What to work on: Filter the records below, keeping every line that contains the string "green". Matching is case-sensitive.

Rows of box annotation data:
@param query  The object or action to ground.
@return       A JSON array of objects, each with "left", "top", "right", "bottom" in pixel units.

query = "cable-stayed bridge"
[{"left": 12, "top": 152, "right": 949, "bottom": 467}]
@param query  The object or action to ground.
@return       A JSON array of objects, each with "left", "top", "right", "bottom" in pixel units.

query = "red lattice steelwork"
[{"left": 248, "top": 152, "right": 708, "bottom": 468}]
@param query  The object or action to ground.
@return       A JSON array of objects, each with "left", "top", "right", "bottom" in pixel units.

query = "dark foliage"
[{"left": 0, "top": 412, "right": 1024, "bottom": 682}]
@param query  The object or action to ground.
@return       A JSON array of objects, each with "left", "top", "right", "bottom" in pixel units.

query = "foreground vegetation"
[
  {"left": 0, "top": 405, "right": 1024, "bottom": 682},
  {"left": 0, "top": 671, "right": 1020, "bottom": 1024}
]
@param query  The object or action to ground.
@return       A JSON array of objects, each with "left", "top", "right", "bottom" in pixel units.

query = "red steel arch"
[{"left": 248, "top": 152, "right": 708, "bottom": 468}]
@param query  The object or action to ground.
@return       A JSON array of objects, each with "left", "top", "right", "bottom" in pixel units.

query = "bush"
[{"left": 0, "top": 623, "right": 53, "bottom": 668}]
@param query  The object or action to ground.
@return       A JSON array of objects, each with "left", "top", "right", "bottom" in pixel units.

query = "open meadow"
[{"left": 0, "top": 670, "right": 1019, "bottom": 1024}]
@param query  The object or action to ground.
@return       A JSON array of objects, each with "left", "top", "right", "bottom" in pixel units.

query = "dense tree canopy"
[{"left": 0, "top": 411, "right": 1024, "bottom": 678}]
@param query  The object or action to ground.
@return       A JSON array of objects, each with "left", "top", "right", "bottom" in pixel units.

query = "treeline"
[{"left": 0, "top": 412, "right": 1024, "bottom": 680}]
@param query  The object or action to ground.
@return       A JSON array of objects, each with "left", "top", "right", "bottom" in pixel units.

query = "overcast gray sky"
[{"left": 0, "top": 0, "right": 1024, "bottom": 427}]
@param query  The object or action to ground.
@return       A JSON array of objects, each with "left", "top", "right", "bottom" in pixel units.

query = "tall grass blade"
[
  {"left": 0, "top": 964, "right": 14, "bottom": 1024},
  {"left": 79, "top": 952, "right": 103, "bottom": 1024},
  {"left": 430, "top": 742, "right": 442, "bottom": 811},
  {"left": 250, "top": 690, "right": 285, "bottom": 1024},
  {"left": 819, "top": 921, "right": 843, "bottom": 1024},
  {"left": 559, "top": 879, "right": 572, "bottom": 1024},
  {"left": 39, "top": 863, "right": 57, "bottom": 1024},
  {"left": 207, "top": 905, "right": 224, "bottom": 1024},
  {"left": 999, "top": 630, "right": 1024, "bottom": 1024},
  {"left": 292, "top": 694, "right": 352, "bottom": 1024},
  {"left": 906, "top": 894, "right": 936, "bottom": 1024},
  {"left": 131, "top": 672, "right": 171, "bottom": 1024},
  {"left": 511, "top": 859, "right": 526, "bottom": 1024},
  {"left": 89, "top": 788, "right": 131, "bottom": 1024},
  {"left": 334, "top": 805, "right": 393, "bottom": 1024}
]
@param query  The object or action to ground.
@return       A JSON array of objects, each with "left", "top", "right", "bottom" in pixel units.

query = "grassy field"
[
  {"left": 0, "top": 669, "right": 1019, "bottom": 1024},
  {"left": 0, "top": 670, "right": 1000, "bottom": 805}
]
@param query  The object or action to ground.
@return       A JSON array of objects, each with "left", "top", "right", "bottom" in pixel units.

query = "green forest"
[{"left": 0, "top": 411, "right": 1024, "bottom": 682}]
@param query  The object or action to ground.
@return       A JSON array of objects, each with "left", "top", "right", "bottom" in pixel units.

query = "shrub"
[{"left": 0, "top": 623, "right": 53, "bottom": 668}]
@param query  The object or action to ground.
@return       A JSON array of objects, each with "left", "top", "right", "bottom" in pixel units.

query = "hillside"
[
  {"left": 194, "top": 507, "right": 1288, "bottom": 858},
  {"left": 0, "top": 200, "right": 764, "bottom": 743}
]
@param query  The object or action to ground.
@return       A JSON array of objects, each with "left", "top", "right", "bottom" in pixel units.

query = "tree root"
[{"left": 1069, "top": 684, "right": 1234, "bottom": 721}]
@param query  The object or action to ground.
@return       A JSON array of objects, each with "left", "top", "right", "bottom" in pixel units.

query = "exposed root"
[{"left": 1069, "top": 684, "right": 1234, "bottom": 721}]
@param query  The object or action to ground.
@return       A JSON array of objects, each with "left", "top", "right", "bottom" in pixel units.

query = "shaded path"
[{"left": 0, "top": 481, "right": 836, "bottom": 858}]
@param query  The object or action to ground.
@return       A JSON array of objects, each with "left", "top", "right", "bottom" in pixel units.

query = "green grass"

The completed task:
query = "green forest"
query = "green grass"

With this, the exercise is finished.